YOUR GOAL:
Reproduce the part of the material below that opens with the line containing "point_to marks one point per instance of the horse's neck" and closes with the line containing "column 78, row 55", including both of those lines. Leave the pictures out of your answer.

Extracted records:
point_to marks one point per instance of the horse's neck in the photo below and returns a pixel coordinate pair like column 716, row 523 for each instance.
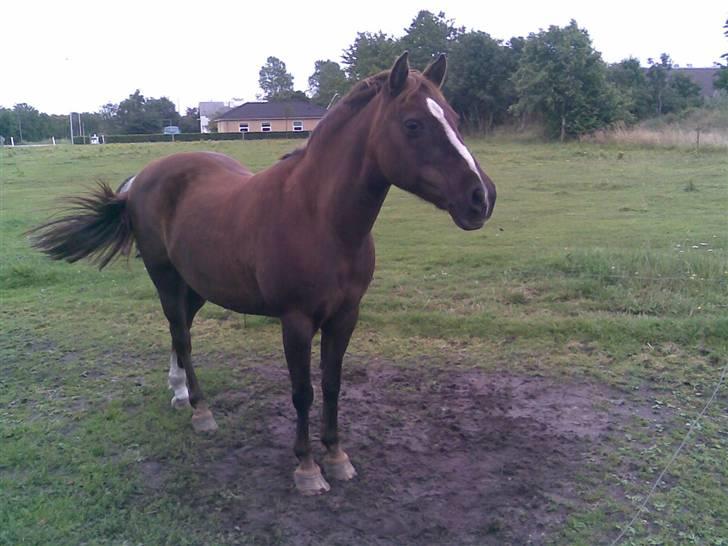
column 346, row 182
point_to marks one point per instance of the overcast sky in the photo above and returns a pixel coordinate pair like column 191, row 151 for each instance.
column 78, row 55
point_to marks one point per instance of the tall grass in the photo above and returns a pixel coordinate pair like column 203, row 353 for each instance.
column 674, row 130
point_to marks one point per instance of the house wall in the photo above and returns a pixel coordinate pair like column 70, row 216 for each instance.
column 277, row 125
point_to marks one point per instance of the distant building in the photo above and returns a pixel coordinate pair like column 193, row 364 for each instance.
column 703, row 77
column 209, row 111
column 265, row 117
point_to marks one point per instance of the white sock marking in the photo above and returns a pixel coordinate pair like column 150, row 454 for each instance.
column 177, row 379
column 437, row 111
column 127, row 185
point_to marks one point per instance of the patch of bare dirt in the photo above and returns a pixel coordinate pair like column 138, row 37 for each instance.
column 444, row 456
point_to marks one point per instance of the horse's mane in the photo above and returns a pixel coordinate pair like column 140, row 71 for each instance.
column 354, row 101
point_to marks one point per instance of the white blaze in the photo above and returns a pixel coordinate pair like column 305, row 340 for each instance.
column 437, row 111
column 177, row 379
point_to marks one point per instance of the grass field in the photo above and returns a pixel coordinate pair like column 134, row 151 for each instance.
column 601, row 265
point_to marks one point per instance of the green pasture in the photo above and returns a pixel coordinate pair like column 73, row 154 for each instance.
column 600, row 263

* * *

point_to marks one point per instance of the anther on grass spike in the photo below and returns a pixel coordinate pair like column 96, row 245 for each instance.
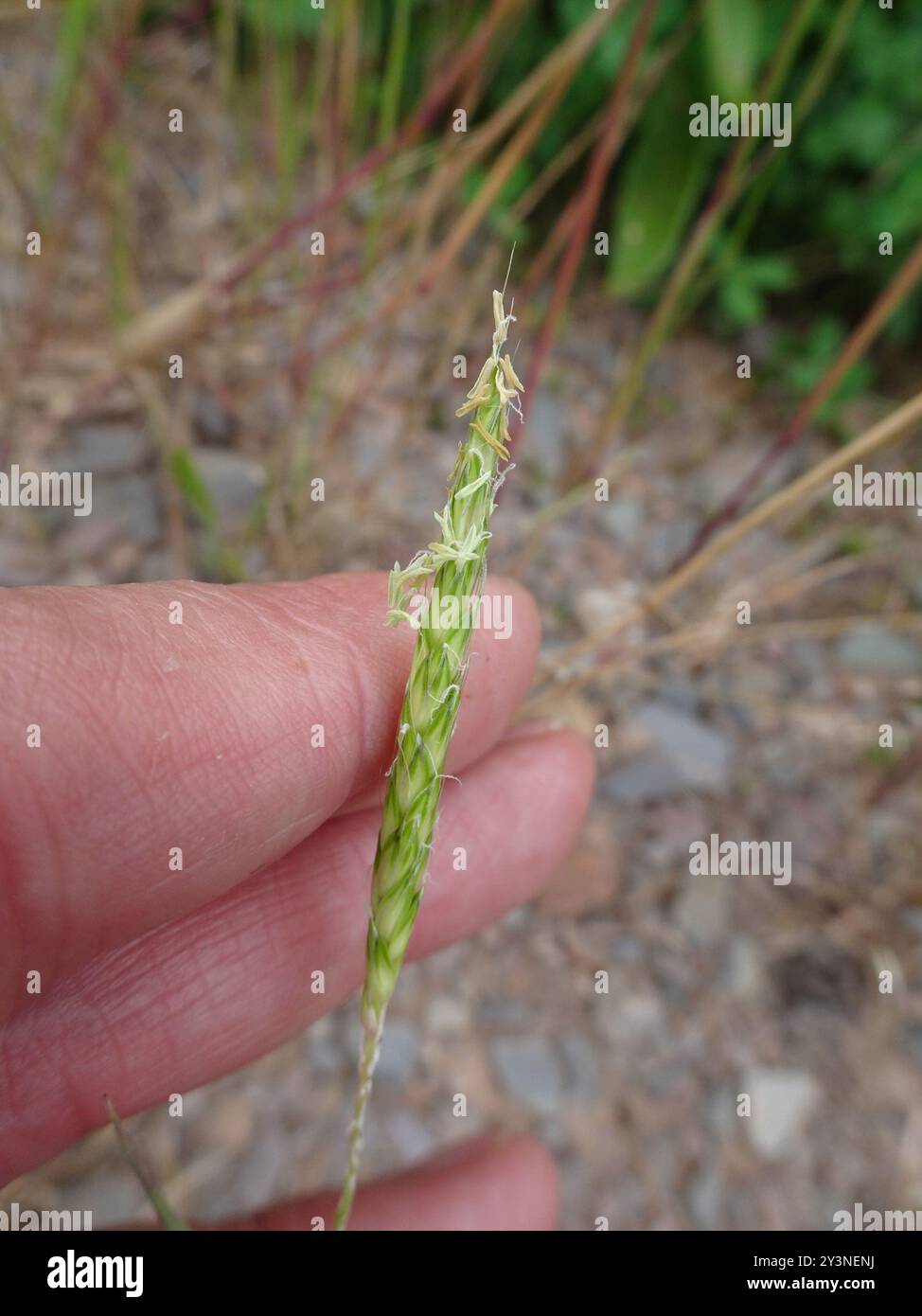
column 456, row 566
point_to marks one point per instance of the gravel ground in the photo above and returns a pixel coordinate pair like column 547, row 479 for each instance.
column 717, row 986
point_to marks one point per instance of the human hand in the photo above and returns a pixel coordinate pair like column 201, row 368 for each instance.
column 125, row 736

WRITTEN SOLUTION:
point_to marks one point per instance of the horse's neck in the photo below and returns a pixel coordinate pair like column 716, row 523 for each instance.
column 346, row 182
point_to marks one point per instance of the overcast sky in the photo above and returns a pixel coordinate pair like column 191, row 151 for each instance.
column 78, row 55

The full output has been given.